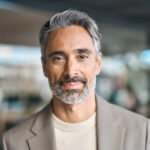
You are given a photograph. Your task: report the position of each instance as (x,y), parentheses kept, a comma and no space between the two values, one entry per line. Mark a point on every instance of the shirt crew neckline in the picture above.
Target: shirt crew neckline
(72,127)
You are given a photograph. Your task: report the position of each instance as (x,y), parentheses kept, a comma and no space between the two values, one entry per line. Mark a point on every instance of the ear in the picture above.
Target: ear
(98,65)
(44,67)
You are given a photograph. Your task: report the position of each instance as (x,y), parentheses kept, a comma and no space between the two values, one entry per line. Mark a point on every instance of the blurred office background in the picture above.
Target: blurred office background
(125,74)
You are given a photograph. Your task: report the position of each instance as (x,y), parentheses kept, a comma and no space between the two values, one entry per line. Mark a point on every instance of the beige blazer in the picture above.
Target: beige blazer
(117,129)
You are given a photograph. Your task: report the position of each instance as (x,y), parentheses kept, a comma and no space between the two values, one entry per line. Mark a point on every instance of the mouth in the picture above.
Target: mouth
(73,85)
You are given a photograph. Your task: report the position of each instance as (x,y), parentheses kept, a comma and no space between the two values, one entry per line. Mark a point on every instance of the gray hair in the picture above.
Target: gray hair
(68,18)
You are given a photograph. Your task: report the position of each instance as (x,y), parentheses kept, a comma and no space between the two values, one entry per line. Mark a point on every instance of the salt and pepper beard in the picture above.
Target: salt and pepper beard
(73,96)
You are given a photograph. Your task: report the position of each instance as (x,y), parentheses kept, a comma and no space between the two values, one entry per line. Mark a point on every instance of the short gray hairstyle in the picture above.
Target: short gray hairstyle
(68,18)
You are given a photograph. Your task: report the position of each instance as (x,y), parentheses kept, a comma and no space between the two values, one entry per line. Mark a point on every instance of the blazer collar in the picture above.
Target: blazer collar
(43,132)
(110,134)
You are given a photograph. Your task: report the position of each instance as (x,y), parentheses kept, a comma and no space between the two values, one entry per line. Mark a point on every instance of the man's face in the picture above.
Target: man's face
(71,64)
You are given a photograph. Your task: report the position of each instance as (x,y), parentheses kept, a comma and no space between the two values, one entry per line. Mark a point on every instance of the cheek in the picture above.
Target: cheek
(54,73)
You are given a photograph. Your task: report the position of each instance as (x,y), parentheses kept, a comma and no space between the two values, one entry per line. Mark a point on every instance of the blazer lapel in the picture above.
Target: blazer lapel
(110,134)
(43,132)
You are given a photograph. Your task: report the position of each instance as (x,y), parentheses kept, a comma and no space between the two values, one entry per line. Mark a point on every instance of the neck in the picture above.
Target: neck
(74,113)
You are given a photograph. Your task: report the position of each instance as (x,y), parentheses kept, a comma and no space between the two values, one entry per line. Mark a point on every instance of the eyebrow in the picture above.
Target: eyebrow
(56,53)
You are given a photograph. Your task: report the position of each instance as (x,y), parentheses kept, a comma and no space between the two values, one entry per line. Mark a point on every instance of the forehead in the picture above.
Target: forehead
(69,38)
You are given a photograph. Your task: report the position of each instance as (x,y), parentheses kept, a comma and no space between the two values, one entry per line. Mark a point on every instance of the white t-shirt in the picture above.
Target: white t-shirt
(75,136)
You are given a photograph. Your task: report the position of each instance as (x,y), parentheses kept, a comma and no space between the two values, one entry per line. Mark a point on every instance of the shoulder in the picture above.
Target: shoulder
(23,130)
(125,117)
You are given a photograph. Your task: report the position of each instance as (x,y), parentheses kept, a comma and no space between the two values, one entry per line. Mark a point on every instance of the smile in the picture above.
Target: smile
(73,85)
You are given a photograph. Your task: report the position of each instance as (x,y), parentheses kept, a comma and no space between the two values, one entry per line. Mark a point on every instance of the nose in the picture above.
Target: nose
(70,68)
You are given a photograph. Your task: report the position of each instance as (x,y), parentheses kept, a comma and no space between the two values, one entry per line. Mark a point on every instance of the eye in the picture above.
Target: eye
(58,59)
(82,57)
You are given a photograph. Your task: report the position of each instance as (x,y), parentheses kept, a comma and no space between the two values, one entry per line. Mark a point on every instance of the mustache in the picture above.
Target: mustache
(74,79)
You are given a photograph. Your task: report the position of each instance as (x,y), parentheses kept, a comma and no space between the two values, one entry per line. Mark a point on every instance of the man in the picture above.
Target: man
(76,118)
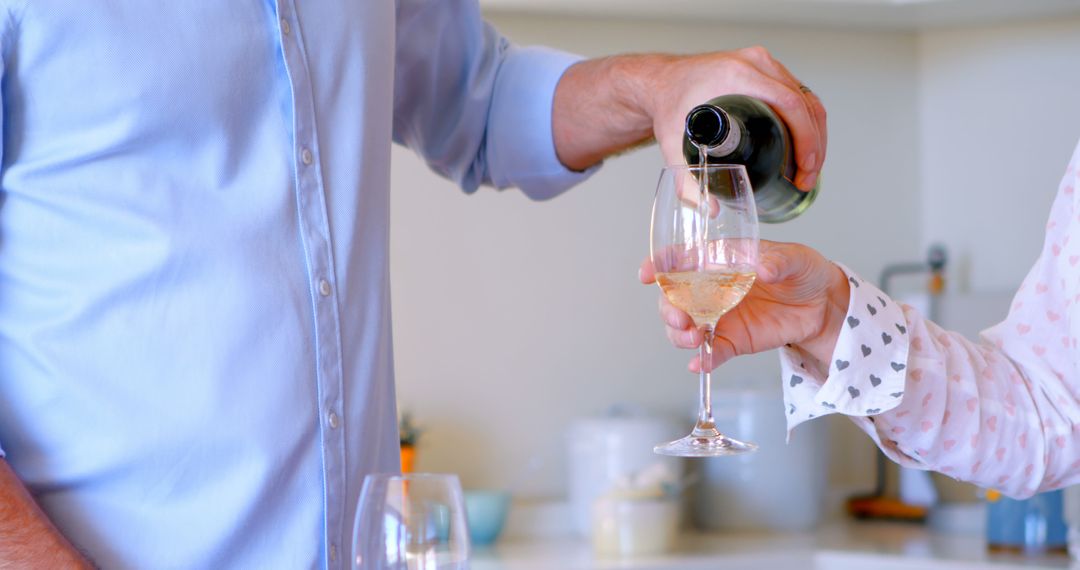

**Required task**
Please list every line in the entries above that contains the word "collar", matching case exactly.

**Right answer**
You are given a photograph. Your task: report the position of each instance as (x,y), parentheses kept, a comma and no space between the two values, one entry per line. Mark a point on every instance of the blazer collar in the picture above.
Target: blazer collar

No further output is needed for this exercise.